◆ **Material for this task**:
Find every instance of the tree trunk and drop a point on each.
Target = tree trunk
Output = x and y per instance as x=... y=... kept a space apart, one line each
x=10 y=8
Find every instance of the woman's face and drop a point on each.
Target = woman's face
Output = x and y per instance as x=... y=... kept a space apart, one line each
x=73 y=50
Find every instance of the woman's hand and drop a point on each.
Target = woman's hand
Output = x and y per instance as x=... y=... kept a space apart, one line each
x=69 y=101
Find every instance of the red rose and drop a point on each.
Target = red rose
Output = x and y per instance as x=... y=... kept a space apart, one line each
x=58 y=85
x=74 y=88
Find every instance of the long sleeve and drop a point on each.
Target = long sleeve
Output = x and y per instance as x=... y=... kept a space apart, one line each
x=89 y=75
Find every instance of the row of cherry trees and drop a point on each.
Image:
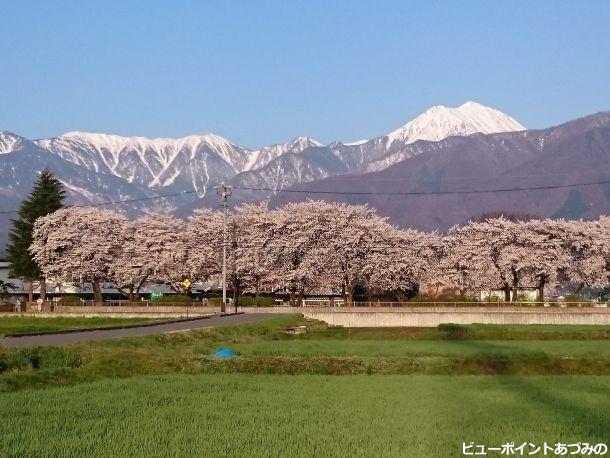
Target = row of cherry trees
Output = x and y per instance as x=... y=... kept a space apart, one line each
x=310 y=245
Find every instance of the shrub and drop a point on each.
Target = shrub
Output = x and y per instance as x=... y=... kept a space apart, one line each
x=453 y=330
x=176 y=298
x=70 y=300
x=247 y=301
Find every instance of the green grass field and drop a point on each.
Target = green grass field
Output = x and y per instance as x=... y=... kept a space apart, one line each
x=246 y=415
x=19 y=324
x=387 y=348
x=350 y=392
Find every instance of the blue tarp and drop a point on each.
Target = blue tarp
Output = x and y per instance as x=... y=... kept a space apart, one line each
x=225 y=353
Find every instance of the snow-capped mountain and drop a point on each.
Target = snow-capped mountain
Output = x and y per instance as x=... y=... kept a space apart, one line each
x=263 y=156
x=435 y=124
x=195 y=162
x=101 y=167
x=440 y=122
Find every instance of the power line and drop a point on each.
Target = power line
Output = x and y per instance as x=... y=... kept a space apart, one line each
x=342 y=193
x=424 y=193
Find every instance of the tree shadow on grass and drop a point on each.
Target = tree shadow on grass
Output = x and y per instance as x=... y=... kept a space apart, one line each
x=594 y=427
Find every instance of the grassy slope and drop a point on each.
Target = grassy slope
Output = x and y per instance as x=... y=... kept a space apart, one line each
x=267 y=349
x=244 y=415
x=374 y=348
x=18 y=324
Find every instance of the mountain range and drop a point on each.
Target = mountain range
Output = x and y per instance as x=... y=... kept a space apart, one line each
x=464 y=148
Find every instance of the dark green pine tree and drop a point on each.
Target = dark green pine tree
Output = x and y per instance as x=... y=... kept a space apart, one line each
x=47 y=196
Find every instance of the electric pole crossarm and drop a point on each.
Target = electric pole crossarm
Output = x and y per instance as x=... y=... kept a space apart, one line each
x=224 y=191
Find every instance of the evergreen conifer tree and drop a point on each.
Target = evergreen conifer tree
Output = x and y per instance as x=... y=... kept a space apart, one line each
x=47 y=196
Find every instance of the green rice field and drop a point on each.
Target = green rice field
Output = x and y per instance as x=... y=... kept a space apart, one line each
x=23 y=324
x=330 y=392
x=259 y=415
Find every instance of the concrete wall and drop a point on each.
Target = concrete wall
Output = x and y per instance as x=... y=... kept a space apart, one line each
x=369 y=317
x=432 y=318
x=129 y=311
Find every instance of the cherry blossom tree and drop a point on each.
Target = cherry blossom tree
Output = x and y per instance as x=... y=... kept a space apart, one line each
x=154 y=249
x=475 y=255
x=73 y=244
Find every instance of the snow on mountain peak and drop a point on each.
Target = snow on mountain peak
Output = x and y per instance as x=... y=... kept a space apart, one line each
x=439 y=122
x=9 y=141
x=113 y=142
x=266 y=154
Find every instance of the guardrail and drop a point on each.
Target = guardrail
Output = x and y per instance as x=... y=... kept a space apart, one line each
x=50 y=305
x=414 y=304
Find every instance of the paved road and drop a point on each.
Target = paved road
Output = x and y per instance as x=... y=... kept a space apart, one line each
x=61 y=339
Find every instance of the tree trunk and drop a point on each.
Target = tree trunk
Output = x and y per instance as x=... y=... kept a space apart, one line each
x=506 y=289
x=540 y=295
x=236 y=293
x=97 y=291
x=293 y=302
x=350 y=296
x=43 y=289
x=541 y=285
x=515 y=285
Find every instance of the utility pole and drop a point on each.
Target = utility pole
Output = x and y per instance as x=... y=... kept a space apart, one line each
x=224 y=191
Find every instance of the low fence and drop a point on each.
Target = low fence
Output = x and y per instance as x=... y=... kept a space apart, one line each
x=433 y=316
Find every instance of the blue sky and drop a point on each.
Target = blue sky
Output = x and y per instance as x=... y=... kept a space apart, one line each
x=261 y=72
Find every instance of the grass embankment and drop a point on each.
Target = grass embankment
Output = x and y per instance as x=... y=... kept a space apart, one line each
x=265 y=347
x=22 y=324
x=304 y=415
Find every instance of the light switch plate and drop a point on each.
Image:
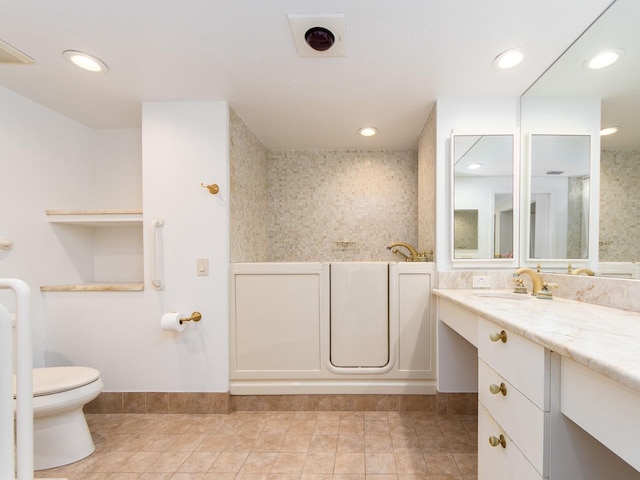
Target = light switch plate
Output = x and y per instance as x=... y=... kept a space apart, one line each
x=202 y=267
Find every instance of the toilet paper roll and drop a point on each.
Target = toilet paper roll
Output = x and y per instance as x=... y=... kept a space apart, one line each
x=171 y=322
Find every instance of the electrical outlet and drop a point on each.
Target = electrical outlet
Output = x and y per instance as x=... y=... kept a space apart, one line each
x=481 y=281
x=202 y=267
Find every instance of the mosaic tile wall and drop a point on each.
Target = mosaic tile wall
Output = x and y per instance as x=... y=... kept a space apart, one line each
x=248 y=163
x=366 y=199
x=574 y=233
x=619 y=205
x=426 y=184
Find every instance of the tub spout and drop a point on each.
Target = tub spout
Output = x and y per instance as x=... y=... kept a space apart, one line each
x=413 y=253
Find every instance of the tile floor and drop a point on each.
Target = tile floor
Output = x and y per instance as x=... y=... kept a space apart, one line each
x=279 y=446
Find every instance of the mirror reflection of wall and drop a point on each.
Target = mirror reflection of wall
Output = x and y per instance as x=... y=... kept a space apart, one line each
x=559 y=196
x=617 y=89
x=483 y=184
x=465 y=227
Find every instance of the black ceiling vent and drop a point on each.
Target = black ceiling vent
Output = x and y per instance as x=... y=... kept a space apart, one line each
x=319 y=38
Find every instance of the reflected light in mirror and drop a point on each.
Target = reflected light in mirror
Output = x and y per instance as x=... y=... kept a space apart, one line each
x=609 y=131
x=604 y=59
x=509 y=59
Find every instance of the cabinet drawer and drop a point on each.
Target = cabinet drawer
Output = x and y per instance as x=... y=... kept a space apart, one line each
x=461 y=320
x=498 y=463
x=523 y=363
x=525 y=423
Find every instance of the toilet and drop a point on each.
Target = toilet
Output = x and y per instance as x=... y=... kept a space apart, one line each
x=60 y=431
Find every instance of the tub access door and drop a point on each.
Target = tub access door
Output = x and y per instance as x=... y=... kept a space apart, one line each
x=359 y=314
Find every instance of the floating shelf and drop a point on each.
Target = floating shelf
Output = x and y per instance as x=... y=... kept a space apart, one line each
x=95 y=218
x=95 y=287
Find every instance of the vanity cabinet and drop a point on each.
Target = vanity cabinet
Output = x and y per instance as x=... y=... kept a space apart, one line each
x=541 y=415
x=513 y=386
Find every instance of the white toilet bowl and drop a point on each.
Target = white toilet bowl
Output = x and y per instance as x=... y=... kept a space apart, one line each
x=60 y=431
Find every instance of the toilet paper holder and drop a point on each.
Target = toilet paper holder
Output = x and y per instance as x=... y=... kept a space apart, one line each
x=195 y=317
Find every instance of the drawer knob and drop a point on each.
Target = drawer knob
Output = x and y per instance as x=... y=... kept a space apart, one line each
x=495 y=441
x=495 y=336
x=495 y=389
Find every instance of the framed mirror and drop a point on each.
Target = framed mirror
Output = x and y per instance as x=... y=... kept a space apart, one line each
x=558 y=201
x=614 y=230
x=484 y=198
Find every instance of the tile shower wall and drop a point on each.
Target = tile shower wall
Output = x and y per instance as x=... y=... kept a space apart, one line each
x=426 y=184
x=249 y=205
x=317 y=199
x=619 y=205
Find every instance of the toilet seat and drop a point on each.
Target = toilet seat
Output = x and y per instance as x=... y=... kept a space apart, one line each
x=51 y=380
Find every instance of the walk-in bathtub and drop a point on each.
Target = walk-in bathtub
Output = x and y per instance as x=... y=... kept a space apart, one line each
x=331 y=328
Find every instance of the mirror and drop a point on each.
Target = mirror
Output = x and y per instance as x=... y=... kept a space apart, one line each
x=559 y=181
x=483 y=196
x=614 y=245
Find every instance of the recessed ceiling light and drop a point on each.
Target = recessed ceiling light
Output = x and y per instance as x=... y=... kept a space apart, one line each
x=85 y=61
x=368 y=131
x=609 y=131
x=509 y=59
x=604 y=59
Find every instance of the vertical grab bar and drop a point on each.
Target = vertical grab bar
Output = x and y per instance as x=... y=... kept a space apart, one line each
x=156 y=253
x=24 y=387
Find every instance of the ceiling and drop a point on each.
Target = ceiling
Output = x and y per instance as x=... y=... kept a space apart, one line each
x=400 y=57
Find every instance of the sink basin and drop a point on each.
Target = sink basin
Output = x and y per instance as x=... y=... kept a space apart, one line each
x=505 y=295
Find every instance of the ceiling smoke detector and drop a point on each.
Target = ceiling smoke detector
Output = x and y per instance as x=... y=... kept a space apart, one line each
x=319 y=35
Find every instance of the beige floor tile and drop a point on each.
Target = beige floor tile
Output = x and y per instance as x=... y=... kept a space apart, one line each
x=410 y=464
x=296 y=443
x=268 y=443
x=323 y=443
x=279 y=445
x=169 y=462
x=199 y=462
x=441 y=463
x=349 y=463
x=228 y=462
x=378 y=443
x=216 y=442
x=302 y=427
x=258 y=462
x=351 y=442
x=376 y=427
x=139 y=462
x=289 y=462
x=467 y=463
x=352 y=426
x=319 y=463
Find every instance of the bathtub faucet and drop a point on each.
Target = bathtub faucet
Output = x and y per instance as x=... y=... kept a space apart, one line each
x=413 y=253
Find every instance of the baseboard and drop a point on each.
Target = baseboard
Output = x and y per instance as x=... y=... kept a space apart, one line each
x=223 y=403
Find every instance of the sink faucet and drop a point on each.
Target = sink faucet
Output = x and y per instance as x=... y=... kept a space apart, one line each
x=413 y=253
x=536 y=279
x=585 y=270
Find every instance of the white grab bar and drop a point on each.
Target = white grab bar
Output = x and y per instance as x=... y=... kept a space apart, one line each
x=24 y=385
x=155 y=253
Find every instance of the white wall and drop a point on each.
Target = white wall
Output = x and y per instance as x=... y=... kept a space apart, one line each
x=497 y=115
x=43 y=158
x=51 y=162
x=579 y=116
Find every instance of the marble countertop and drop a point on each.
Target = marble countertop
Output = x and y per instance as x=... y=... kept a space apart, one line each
x=604 y=339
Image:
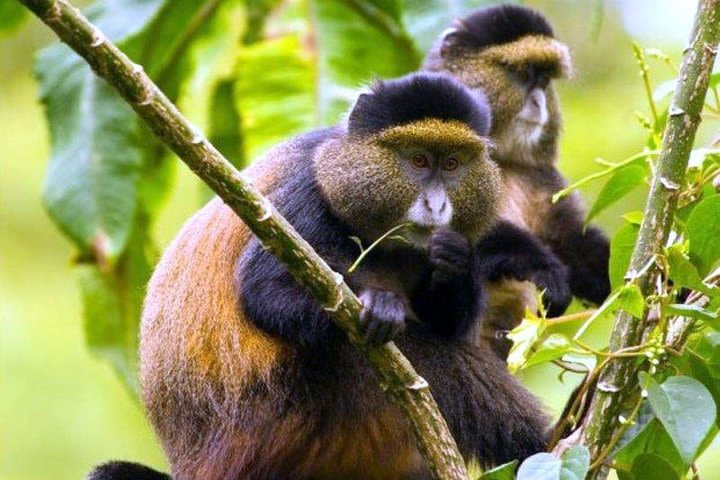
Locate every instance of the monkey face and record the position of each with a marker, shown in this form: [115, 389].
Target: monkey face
[429, 173]
[517, 77]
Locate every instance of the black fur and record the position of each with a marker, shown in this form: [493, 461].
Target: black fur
[417, 97]
[118, 470]
[498, 25]
[510, 252]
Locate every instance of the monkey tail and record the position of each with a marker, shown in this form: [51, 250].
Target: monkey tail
[117, 470]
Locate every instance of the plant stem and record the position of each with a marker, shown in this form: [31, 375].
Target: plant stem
[618, 381]
[395, 373]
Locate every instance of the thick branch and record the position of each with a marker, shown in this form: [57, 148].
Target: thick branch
[618, 381]
[395, 373]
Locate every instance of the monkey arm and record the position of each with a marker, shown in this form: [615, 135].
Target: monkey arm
[448, 300]
[276, 303]
[510, 252]
[586, 251]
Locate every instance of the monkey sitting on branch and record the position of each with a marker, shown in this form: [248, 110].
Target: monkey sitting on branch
[246, 377]
[510, 53]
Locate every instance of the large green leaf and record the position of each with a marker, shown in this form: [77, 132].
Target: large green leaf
[621, 248]
[91, 187]
[653, 467]
[427, 19]
[12, 15]
[112, 301]
[275, 91]
[686, 409]
[573, 465]
[622, 182]
[703, 231]
[506, 471]
[98, 147]
[651, 439]
[357, 40]
[684, 273]
[108, 173]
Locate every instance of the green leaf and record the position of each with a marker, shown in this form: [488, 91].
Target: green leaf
[524, 337]
[552, 348]
[225, 124]
[541, 466]
[506, 471]
[12, 15]
[648, 466]
[703, 231]
[683, 272]
[357, 41]
[686, 409]
[112, 302]
[274, 92]
[622, 182]
[99, 149]
[627, 298]
[621, 249]
[91, 186]
[634, 217]
[427, 19]
[652, 438]
[694, 311]
[573, 465]
[664, 90]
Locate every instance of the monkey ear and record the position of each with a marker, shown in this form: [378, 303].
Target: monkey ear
[448, 41]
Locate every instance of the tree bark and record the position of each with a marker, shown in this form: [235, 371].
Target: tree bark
[617, 383]
[395, 372]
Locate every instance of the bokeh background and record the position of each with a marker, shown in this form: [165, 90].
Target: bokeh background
[62, 410]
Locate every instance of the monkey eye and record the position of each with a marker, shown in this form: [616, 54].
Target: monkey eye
[420, 161]
[451, 163]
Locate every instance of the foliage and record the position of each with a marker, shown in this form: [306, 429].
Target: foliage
[295, 66]
[674, 419]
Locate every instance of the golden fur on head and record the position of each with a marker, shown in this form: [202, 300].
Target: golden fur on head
[536, 50]
[378, 194]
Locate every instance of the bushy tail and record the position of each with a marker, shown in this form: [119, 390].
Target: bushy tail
[117, 470]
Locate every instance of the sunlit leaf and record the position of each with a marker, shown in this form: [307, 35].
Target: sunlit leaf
[524, 337]
[694, 311]
[12, 15]
[357, 41]
[627, 298]
[622, 182]
[648, 466]
[703, 231]
[621, 248]
[112, 301]
[552, 348]
[686, 409]
[573, 465]
[652, 438]
[684, 273]
[506, 471]
[275, 92]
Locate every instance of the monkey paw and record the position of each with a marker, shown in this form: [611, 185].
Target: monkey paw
[449, 254]
[382, 317]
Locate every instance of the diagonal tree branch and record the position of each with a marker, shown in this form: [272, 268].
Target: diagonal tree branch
[405, 386]
[617, 383]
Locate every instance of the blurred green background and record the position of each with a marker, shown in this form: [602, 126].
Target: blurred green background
[62, 410]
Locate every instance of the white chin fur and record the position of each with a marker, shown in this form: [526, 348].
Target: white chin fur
[517, 142]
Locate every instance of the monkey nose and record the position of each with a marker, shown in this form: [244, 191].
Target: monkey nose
[436, 207]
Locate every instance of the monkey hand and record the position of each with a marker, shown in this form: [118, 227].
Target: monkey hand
[382, 317]
[555, 283]
[450, 254]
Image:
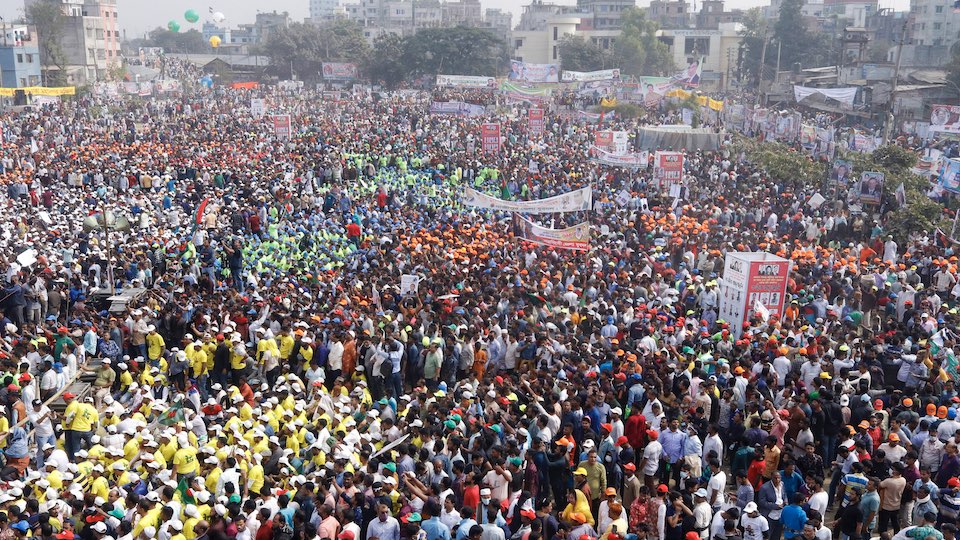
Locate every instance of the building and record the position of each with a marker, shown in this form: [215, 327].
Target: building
[604, 14]
[718, 49]
[19, 57]
[537, 38]
[322, 10]
[712, 14]
[90, 40]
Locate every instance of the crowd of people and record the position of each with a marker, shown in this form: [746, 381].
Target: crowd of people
[277, 374]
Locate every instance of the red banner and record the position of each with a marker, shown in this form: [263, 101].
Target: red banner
[282, 126]
[535, 121]
[490, 138]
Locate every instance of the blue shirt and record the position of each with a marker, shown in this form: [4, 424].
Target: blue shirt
[435, 529]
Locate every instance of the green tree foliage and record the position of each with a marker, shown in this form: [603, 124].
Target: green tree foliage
[304, 47]
[454, 51]
[385, 66]
[638, 51]
[189, 42]
[49, 19]
[578, 54]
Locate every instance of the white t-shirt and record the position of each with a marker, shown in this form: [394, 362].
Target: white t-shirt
[754, 527]
[652, 454]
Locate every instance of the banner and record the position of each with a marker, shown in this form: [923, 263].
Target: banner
[575, 238]
[282, 126]
[668, 168]
[590, 76]
[573, 201]
[465, 81]
[258, 106]
[339, 71]
[490, 138]
[525, 71]
[871, 187]
[945, 118]
[950, 176]
[458, 108]
[535, 121]
[843, 95]
[632, 161]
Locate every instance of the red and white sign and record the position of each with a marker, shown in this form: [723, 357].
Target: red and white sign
[535, 121]
[752, 282]
[668, 168]
[490, 138]
[282, 126]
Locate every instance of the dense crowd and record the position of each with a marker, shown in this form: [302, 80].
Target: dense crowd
[270, 378]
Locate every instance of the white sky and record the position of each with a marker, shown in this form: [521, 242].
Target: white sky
[139, 16]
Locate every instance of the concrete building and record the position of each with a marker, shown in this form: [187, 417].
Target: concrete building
[19, 57]
[669, 13]
[90, 39]
[718, 48]
[540, 43]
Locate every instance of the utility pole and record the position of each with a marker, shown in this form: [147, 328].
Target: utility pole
[888, 124]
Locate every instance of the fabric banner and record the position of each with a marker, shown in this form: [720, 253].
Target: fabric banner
[490, 138]
[576, 237]
[456, 108]
[535, 121]
[574, 201]
[950, 176]
[668, 168]
[525, 71]
[945, 118]
[632, 161]
[282, 126]
[871, 187]
[843, 95]
[589, 76]
[339, 71]
[465, 81]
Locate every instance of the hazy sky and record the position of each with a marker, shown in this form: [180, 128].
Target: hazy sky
[139, 16]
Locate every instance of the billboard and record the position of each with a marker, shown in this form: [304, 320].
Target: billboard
[668, 168]
[334, 71]
[490, 138]
[525, 71]
[752, 281]
[465, 81]
[590, 76]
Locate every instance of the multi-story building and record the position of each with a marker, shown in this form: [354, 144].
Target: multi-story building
[90, 39]
[669, 13]
[19, 56]
[716, 47]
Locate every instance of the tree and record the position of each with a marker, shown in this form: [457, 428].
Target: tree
[189, 42]
[385, 66]
[578, 54]
[48, 17]
[790, 30]
[638, 51]
[455, 51]
[303, 47]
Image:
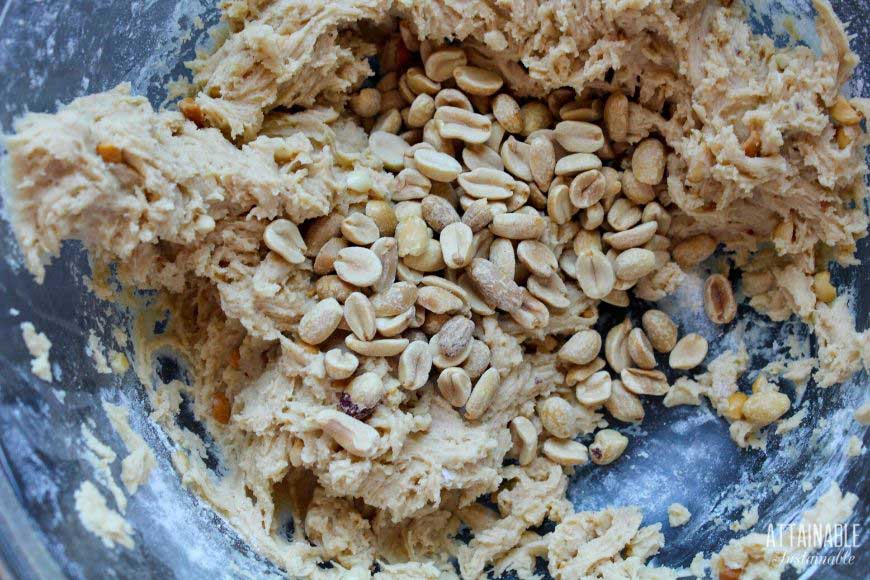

◆ **Exercise**: Pull out every line of the records that includes the string "seat".

◆ **Solution**:
Find every instance of the toilet seat and drop a point on each.
Target = toilet seat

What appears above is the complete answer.